# Managing cues feat. length film



## guydoingmusic (Nov 13, 2015)

Just curious to see how you guys are dealing with this these days... with computers handling much more than before. Are you splitting the film up into sections/reels still? or just composing the whole score under one session?

I'm currently starting the score for a feature length film (only done shorts up to this point) and trying to decide on my approach for managing the score as a whole. I have the themes and template finished. Even wrote a 20 min sketch to work out some ideas. Have had no issues at this point. But with additions and possible changes to the edit coming, and the film stretching out to 1hr 50mins, I wonder if it wouldn't be easier on the workflow and the computer to split it all up?


----------



## vocalnick (Nov 13, 2015)

Which DAW are you using?

I'm developing a workflow based on Reaper's hidden "Project in Project" feature. Still ironing out some small bumps, but overall it's working very well, and gives me pretty much the benefits of DP's chunks feature as I understand them.

It's not so much about computing horsepower for me, so much as it's about avoiding a complete mess if I need to go back and revise a section without messing up everything after it on the timeline. I know there are various tricks with locking to timecode, markers etc. but it's fiddly at best. One project per cue means everything is safely isolated, so you can't destroy cues 2-25 by changing the tempo or meter on cue 1


----------



## guydoingmusic (Nov 13, 2015)

Cubase 8 is my DAW. And the mess you speak of is exactly what I'm trying to avoid.


----------



## vocalnick (Nov 13, 2015)

I don't know a Cubase-specific method, but AFAIK there are a lot of Steinberg-ers here, so hopefully a solution will be forthcoming.

I know I've seen posts on another forum where Charlie Clouser has gone into great detail about his song-per-cue TV scoring workflow in Logic. I believe that would translate to pretty much any DAW, so it might be worth looking for (I'm not sure if it's appropriate to link to rival forums in here?). From memory he just starts a new project for each individual cue with the starting timecode set to the appropriate point in the reference video. Then he records all of the resulting cues into a master-session on a separate computer running Pro Tools, so he's got the "wide shot" view of the whole project.

That's actually pretty close in principle to what I'm doing with Reaper and Project-in-Project, but I don't need to swap back and forth between computers - My master sessions houses the individual cue sessions, and I can pop in and make changes with a double-click. They're all completely independent, with their own timelines and tempo/time sig maps, so any changes I make have absolutely no effect on the rest. I'm not aware of any equivalent feature in Cubase though.


----------



## Jacob Cadmus (Nov 13, 2015)

How do you do the PiP? I'm trying to figure it out in Reaper 5, but it keeps giving me the replace or tab option.


----------



## vocalnick (Nov 13, 2015)

It's a bit of a hidden/experimental feature, so you have to enable it with an edit to the configuration file. There's a discussion and basic instructions on the Reaper forums here.

I'm working on a walkthrough of my process, but I've been flat out with project work so it keeps falling by the wayside. The above link should get you started though.


----------



## samphony (Nov 14, 2015)

vocalnick said:


> Which DAW are you using?
> 
> I'm developing a workflow based on Reaper's hidden "Project in Project" feature. Still ironing out some small bumps, but overall it's working very well, and gives me pretty much the benefits of DP's chunks feature as I understand them.

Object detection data
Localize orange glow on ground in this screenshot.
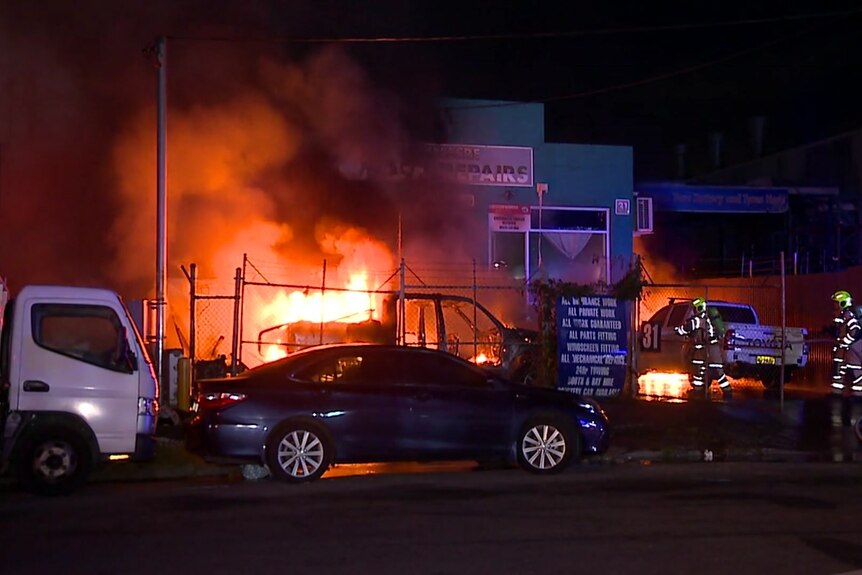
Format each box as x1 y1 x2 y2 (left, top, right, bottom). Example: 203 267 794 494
638 371 763 400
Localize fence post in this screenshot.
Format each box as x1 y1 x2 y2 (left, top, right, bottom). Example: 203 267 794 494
472 258 479 362
397 258 407 345
778 250 787 414
237 253 248 362
318 259 326 345
230 268 242 375
189 264 198 384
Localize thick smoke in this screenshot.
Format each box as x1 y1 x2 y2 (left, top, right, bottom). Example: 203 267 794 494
0 0 472 298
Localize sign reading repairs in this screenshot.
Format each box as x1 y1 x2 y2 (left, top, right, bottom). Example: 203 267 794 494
557 296 628 397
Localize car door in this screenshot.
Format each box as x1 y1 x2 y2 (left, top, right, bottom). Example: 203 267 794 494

**What the task requires**
Which usernames appear as post authors in the forum thread? List each one once. Rely only on the forum thread when answering.

**Correct result**
guydoingmusic, vocalnick, Jacob Cadmus, samphony